## ЗАДАНИЕ
Продолжите рецензию на книгу Якова Клоца о тамиздате, начав сразу после её последнего предложения.

--- ФРАГМЕНТ ТЕКСТА ---

Кабинет
Татьяна Пискарёва

Взрыв в посудной лавке

(Яков Клоц. Тамиздат. Контрабандная русская литература в эпоху холодной войны)

Яков Клоц. Тамиздат. Контрабандная русская литература в эпоху холодной войны.  Перевод с английского Татьяны Пирусской. М., «Новое литературное обозрение», 2024. 376 стр.

 

Приемом искусства является прием «остранения» вещей и прием затрудненной формы, увеличивающий трудность и долготу восприятия…

 

Виктор Шкловский, «Искусство как прием»

 

...Она спряталась за дверью у Ахматовой и боялась показаться. <…> Когда мы приезжали к ней, она, бывало, выглядывала в окно — нет ли за нами слежки». Знакомство Надежды Мандельштам со знатоками русской литературы Кларенсом Брауном из Принстонского университета, основателями издательства «Ардис» в Анн-Арборе Карлом и Эллендеей Проффер, начиналось символически, «за дверью у Ахматовой» — как и многие другие очные и заочные знакомства авторов и издателей особенных текстов тамиздата.

Страх нанизывался на стихотворные и прозаические строки, скрипел петлями ахматовских дверей, вычеркивал строки из писем и договаривал осторожные фразы. Он уязвлял физически, и Карл Проффер так описывал его сокрушающую природу: «…такой иногда, что у нас по несколько дней болели животы — из-за историй, которые приходилось услышать, и из-за того, что занимались мы противозаконными делами, в частности добывали и раздавали много книг, в том числе особенно опасных, как „Доктор Живаго” на русском, романы Солженицына, Оруэлла, Библию и т. д. Обычны были аресты иностранных студентов и обыски <…> Если наш страх был объясним, то что говорить о Н. М. и многих других, которым выпал на долю хищный век».

 

Книга филолога, слависта Якова Клоца о «приключениях русской литературы» — от протопопа Аввакума до фантомов Абрама Терца, от «недопустимого» вольнодумства Лермонтова, Радищева, «Колокола» Герцена до нонконформистов сталинского и послесталинского периода — добросовестный, тщательный и подробный анализ уникальной литературной практики тамиздата. В книгу включены истории издателей и авторов «опасных» рукописей, вычеркнутых из официального литературного списка и не допущенных к широкому читателю.

--- ИСХОДНЫЕ ДАННЫЕ ---

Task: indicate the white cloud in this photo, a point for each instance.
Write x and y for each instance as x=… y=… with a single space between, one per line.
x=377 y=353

---

## ОТВЕТ
Влияние тамиздата, как и самиздата, эмигрантской литературы на «коллективное сознательное» значительной части русской интеллигенции, ее нравственное и политическое существование очевидно. Но автор исследует не политическое значение, а обустройство этой «несгораемой» библиотеки, литературу поверх барьеров. Его задача — «переосмыслить традиционное представление о позднесоветской культуре как об оппозиции между официальным и андеграундным „полями”, представив ее как транснациональную, динамичную и трехмерную систему». Иными словами, предоставив читателю возможность судить о сложной подвижной связи упоминаемых книг и их авторов и увидеть незримые «воздушные пути». Напомним, что название альманаха «Воздушные пути» его издатель, эмигрант «первой волны» Роман Гринберг позаимствовал у Пастернака, и оно должно было «подчеркнуть мнимость преград, тщетно возводимых между нами на земле».

Тамиздат «…давал рукописям писателей-нонконформистов шанс ускользнуть из паноптикона советской цензуры… Однако эти тексты, привязанные к советской территории как единственному пространству, физически доступному их авторам, попадая за рубеж, часто оказывались вписанными в иные горизонты ожиданий…»

Упоминаемым книгам Яков Клоц дает объемные характеристики и называет нечто общее, что «…размывает границы между литературой и документом, лирическим и эпическим, личным и коллективным, воплем и молчанием, свидетельством о страдании и самим страданием».

 

Замысел книги о запрещенных текстах, контрабандой попадавших из СССР за границу, их авторах и издателях возник у Якова Клоца в 2012 году в Уильямс-колледже американского города Хартфорда, где он вел семинар с красноречивым названием «Русская литература за решеткой». Одним из главных мотивов стало изучение предмета «невероятного и почти никем еще не описанного» — темы, изобилующей мощными страстями и запутанными сюжетами, под стать «хищному веку» и многим его мотивам.

 «Первостепенными для моих исследований тамиздата и, шире, русской эмиграции оказались Библиотека редких книг и рукописей Бейнеке в Йельском университете и архив Гуверовского института при Стэнфордском университете — оба университета предоставили мне стипендию». Яков Клоц получил разрешение опубликовать тексты из уникальной коллекции Глеба Струве, изучал материалы РГАЛИ, главы книги-исследования о тамиздате обсуждались на семинарах Хантер-колледжа Городского университета Нью-Йорка, где он сейчас преподает русскую литературу. Став руководителем Tamizdat Project, Клоц сумел привлечь к теме тамиздата студентов многих стран.

«Эта книга была бы немыслима без часов, дней и лет, проведенных в беседах с Томасом Венцловой, который открывал для меня мир книг, когда я был его аспирантом в Йельском университете…» (Клоц защищал у Венцловы диссертацию об Иосифе Бродском). Рукопись книги о тамиздате он так часто обсуждал с сыном-подростком за ужином, что Пхенц, инопланетянин из рассказа Абрама Терца, «стал для нас своего рода кодовым словом и едва ли не членом семьи».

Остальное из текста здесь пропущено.